Continue the report on the U.S. abortion debate under Donald Trump, starting right after its final quoted sentence.
** Opening Supplied passage block **
The issue of abortion has divided Americans for decades. It's set to become even more divisive under Donald Trump as activists rally to oppose his plans. Ashutosh Pandey reports from Washington.
A two-month old embryo already resembles a human baby, says Anne Mulrooney, as she shows a picture of an embryo to an expectant mother at her pregnancy center in Brooklyn, New York. The 23-year-old intern points toward the embryo's half-formed fingers and head to convince the woman against having an abortion.
"Abortion kills a human being, it's murder," she says.
This is just another day in the life of Mulrooney, who dropped her ambition of becoming a teacher to counsel pregnant women on a full-time basis. Her goal is to prevent as many abortions as possible.
"My generation especially, we really care about human rights and we are not as easily sold on the political rhetoric that organizations like Planned Parenthood and people like Hillary Clinton keep pushing out about my body, my choice and reproductive rights," Mulrooney, who is interning at Expectant Mother Care, a New York-based network of pregnancy centers, told DW.
"There are more and more people who are saying it's a human life."
** Closing Supplied passage block **
** Opening Provided records block **
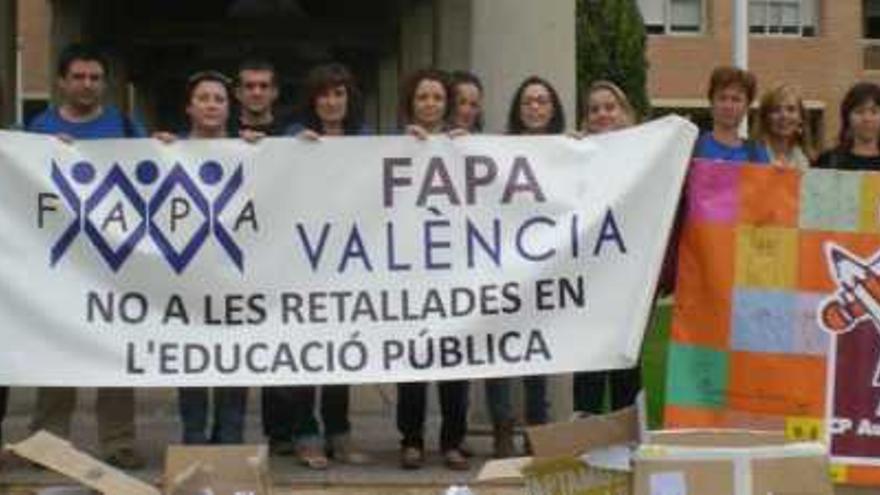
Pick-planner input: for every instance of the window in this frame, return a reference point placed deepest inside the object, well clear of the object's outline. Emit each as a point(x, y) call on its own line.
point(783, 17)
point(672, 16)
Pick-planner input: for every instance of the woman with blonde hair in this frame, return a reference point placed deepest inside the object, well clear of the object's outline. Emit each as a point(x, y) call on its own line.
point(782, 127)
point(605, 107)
** Closing Provided records block **
** Opening Provided records block **
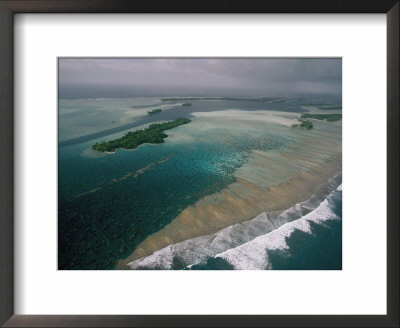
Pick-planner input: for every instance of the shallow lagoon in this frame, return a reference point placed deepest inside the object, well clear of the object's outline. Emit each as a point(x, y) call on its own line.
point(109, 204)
** Closing Provided records block **
** Opening Provided records block **
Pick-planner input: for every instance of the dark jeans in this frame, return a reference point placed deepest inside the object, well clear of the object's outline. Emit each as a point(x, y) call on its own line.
** Closing Provided records block **
● Your response:
In the United States, it's legal to have an abortion up to seven months into pregnancy - later abortions are allowed in some special cases. Mulrooney wants this law reversed. She has pinned her hopes on Donald Trump, who changed his opinion from supporting the right to abortion, to opposing it.
Trump vows to appoint pro-life judges to the Supreme Court, a move that threatens to overturn the top court's more than 40-year-old decision in the Roe vs. Wade case legalizing abortion.
"I'm pro-life, the judges will be pro-life," Trump said in his first full-length TV interview after being elected the 45th President of the United States.
Uniting the women
Trump's anti-abortion stance has left several women worried and terrified across the country. They regard his strong statements against abortion as an assault on women's reproductive rights.
27-year-old pastry chef Breanne Butler is one of them. The Detroit native is still coming to terms with the election of Trump. But she is determined not to let the disappointment give way to despondency.
She's part of a team that is exhorting women across race, creed and political beliefs to march on Washington D.C. in a show of unity. The presidential election exposed deep divisions among women with more than half of the white women voting for Trump, despite his several derogatory remarks against them.
The organizers of the march hope to bridge the wide gap among women on issues such as reproductive rights and same-sex marriages. The Women's March on Washington is scheduled to take place on January 21, a day after Trump is sworn in as president.
"We are not trying to take him out of office. We're sending a message. 'Hi, it's your first day. Welcome to the job. This is who you're dealing with.' We have a voice and we are not going to be silenced," Butler told DW.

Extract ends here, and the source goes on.